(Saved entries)
*** Begin section ***
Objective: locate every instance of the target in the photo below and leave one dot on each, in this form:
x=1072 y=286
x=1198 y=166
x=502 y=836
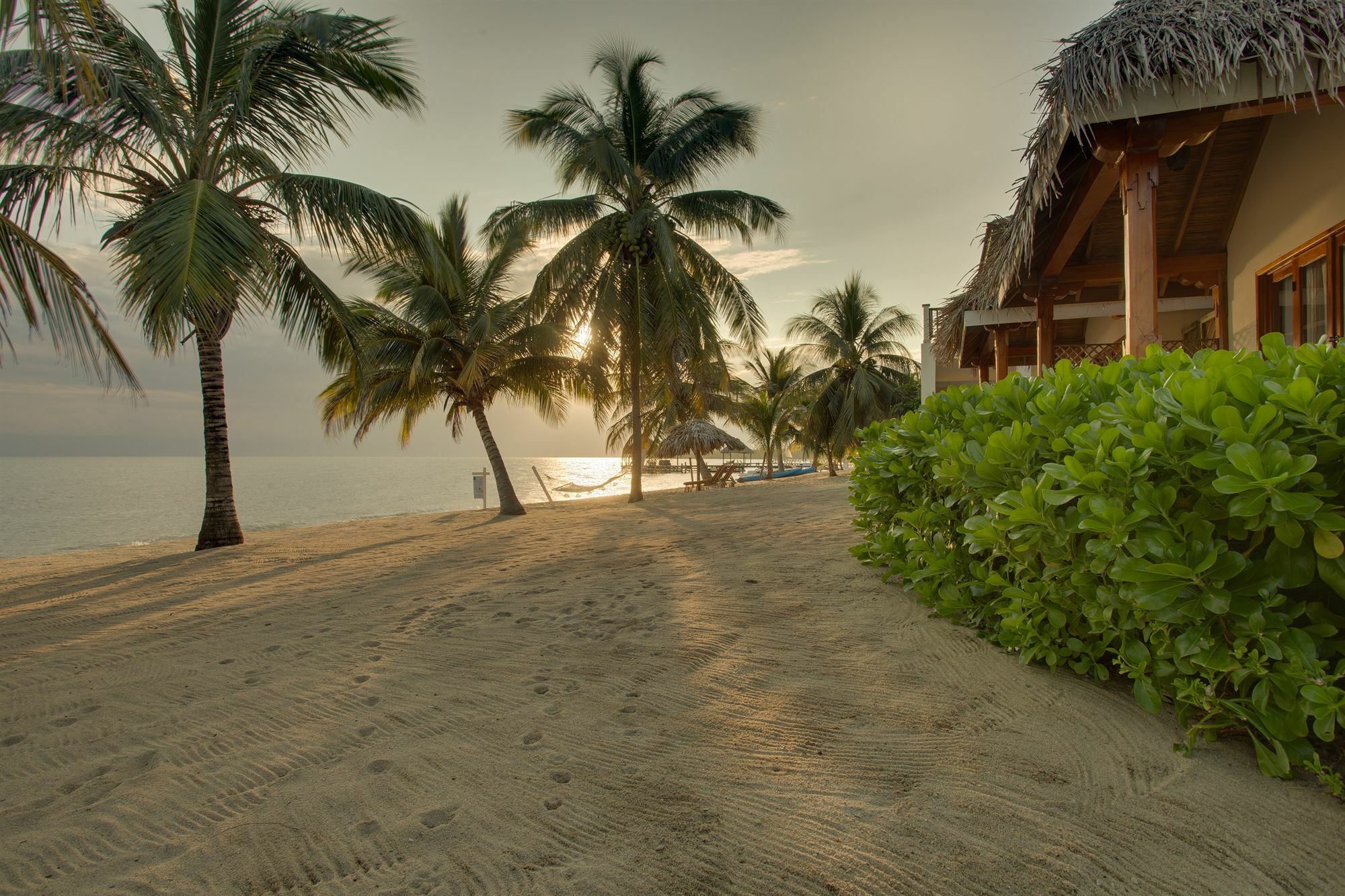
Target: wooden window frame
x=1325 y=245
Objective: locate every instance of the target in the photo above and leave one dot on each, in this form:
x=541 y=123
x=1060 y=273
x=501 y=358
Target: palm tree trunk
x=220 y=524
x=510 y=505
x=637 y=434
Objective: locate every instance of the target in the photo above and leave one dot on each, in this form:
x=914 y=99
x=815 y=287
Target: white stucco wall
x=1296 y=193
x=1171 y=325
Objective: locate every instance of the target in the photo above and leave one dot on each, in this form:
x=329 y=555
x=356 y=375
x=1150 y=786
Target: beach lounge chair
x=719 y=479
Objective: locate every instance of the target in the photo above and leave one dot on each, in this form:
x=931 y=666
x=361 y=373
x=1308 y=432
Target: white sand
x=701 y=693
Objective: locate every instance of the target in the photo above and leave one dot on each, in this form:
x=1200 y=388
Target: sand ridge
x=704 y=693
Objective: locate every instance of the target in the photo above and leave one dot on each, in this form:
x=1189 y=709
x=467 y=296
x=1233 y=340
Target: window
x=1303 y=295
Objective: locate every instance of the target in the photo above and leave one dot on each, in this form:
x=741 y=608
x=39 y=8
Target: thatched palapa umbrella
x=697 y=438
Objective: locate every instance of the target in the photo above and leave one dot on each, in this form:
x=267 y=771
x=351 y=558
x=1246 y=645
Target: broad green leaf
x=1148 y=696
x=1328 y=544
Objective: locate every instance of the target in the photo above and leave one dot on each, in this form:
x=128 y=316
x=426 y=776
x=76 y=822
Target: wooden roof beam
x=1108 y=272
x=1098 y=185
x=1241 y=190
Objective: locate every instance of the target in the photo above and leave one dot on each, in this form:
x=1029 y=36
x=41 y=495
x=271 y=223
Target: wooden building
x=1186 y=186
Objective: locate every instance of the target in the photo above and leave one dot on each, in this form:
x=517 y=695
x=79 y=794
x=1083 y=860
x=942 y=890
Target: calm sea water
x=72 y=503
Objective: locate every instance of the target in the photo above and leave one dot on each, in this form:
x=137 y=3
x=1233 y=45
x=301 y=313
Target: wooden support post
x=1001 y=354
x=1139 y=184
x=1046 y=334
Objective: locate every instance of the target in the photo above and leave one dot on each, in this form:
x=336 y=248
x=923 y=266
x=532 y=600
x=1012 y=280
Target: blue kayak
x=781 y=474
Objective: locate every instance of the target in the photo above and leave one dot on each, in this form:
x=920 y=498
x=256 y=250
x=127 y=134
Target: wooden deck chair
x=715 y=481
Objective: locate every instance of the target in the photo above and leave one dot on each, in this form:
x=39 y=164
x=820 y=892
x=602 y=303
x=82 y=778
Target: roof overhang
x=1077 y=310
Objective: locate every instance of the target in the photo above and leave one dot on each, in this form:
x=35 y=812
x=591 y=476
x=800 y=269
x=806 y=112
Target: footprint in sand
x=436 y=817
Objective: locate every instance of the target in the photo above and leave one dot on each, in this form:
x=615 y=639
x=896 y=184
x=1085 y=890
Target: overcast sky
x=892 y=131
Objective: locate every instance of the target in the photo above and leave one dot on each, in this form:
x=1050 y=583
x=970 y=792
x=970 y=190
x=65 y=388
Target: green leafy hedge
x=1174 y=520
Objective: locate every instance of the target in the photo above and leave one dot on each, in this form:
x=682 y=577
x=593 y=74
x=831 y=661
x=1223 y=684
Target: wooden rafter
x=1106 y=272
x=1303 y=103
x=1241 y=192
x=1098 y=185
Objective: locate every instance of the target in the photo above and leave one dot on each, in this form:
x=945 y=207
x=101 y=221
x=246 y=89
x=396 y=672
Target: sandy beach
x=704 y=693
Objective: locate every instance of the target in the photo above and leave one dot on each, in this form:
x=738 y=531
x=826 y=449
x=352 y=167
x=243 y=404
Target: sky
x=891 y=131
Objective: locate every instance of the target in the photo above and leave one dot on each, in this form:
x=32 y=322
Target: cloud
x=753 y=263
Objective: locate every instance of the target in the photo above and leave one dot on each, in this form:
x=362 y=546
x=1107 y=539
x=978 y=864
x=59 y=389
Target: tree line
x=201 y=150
*** End section ***
## What this task involves
Your copy must repeat the data word for word and show none of its images.

## Completed exercise
Objective: locate every instance of the target in the photo below and leave one dot on each, in this form:
x=1072 y=286
x=1198 y=166
x=502 y=836
Target: wooden window frame
x=1325 y=245
Objective: locate every instance of the target in the photo above and leave one dot on each, in this form:
x=541 y=123
x=1060 y=273
x=501 y=358
Target: palm tree trunk
x=220 y=524
x=510 y=505
x=637 y=434
Objective: locate every instance of the target in the photo above and leave one dot on each, in this form:
x=914 y=99
x=815 y=287
Target: white stucco wall
x=1296 y=193
x=1171 y=325
Objective: locate every instance of the target in the photo above and leave one dot on each, in this form:
x=329 y=555
x=356 y=375
x=1150 y=786
Target: beach lounge chair
x=719 y=479
Objective: locate every instance of the target in the photo above and leave one dot on each, in this form:
x=931 y=666
x=361 y=373
x=1308 y=432
Target: white sand
x=701 y=693
Objective: locate every instance of the target in the photo above and leave one dot on each, in this form:
x=1200 y=388
Target: sand ridge
x=704 y=693
Objective: locate every instance of the target in the photo above and leave one dot on each, in this form:
x=1189 y=709
x=467 y=296
x=1233 y=340
Target: window
x=1303 y=295
Objective: locate every instance of the target in the photo above and leave one dot on each, in this form:
x=741 y=608
x=39 y=8
Target: thatched palapa umbrella
x=697 y=438
Objective: locate every instance of the target in the photo above and leave one dot on each, in this form:
x=267 y=771
x=351 y=558
x=1246 y=645
Target: broad green leaf
x=1148 y=696
x=1328 y=544
Objective: locate every instance of the target in the photo above and leave one dot on each, in this form:
x=128 y=316
x=426 y=776
x=76 y=822
Target: wooden roof beam
x=1108 y=272
x=1098 y=185
x=1241 y=190
Objective: locate every instance of the target in the photo above and leave one dot on each, in this form:
x=1029 y=36
x=41 y=495
x=271 y=223
Target: wooden building
x=1186 y=186
Objective: locate every instance of the target in the photo above and leave one dot on each, in this form:
x=517 y=695
x=79 y=794
x=1083 y=860
x=942 y=890
Target: calm sea water
x=72 y=503
Objective: locate every instance of the target in the photo above and leave one dot on each, in this form:
x=137 y=3
x=1233 y=45
x=301 y=313
Target: wooden support post
x=1001 y=354
x=1139 y=184
x=1046 y=334
Objective: locate every instance of the target in the photo above and leave one dot on each, in this form:
x=336 y=248
x=923 y=266
x=532 y=600
x=1012 y=280
Target: blue kayak
x=781 y=474
Objective: locate every instance of the target in the photo above and leave one dot on each, in this form:
x=920 y=498
x=256 y=250
x=127 y=134
Target: wooden deck chair
x=715 y=481
Objective: locate every instance of the target in the photo above and leave one dot on each, in this form:
x=39 y=164
x=820 y=892
x=602 y=303
x=82 y=778
Target: roof overhang
x=1077 y=310
Objective: locate every instance of the target in the photo above and leave one dot on each, in this form:
x=35 y=812
x=591 y=476
x=800 y=269
x=806 y=112
Target: footprint in sand
x=436 y=817
Objective: locate every instance of the target in the photo above and leave one dot on each, in this form:
x=615 y=639
x=896 y=184
x=1085 y=890
Target: overcast sky
x=892 y=131
Objective: locate every instance of the target in the photo above and leave one dot on each, in this form:
x=1050 y=583
x=970 y=792
x=970 y=190
x=65 y=388
Target: green leafy hedge
x=1174 y=520
Objective: locate every instance of the target in the photo above and leave one dot on each, in this form:
x=682 y=577
x=593 y=74
x=831 y=661
x=1223 y=684
Target: wooden rafter
x=1106 y=272
x=1303 y=103
x=1241 y=192
x=1098 y=185
Objective: locate every instance of the target in the photo above and leave one dot on each, in this form:
x=945 y=207
x=101 y=221
x=246 y=89
x=396 y=672
Target: sandy beach
x=704 y=693
Objective: locate every instance of the target in the photo above and leave one dot on each, in this form:
x=738 y=531
x=826 y=449
x=352 y=167
x=243 y=404
Target: sky
x=891 y=131
Objective: locate every instance of the target in the photo above and leave one dot on each, in this form:
x=32 y=322
Target: cloud
x=753 y=263
Objective: locate every instance of the target in the photo above and leave one dot on each, in this form:
x=362 y=546
x=1107 y=539
x=978 y=864
x=59 y=389
Target: tree line
x=201 y=150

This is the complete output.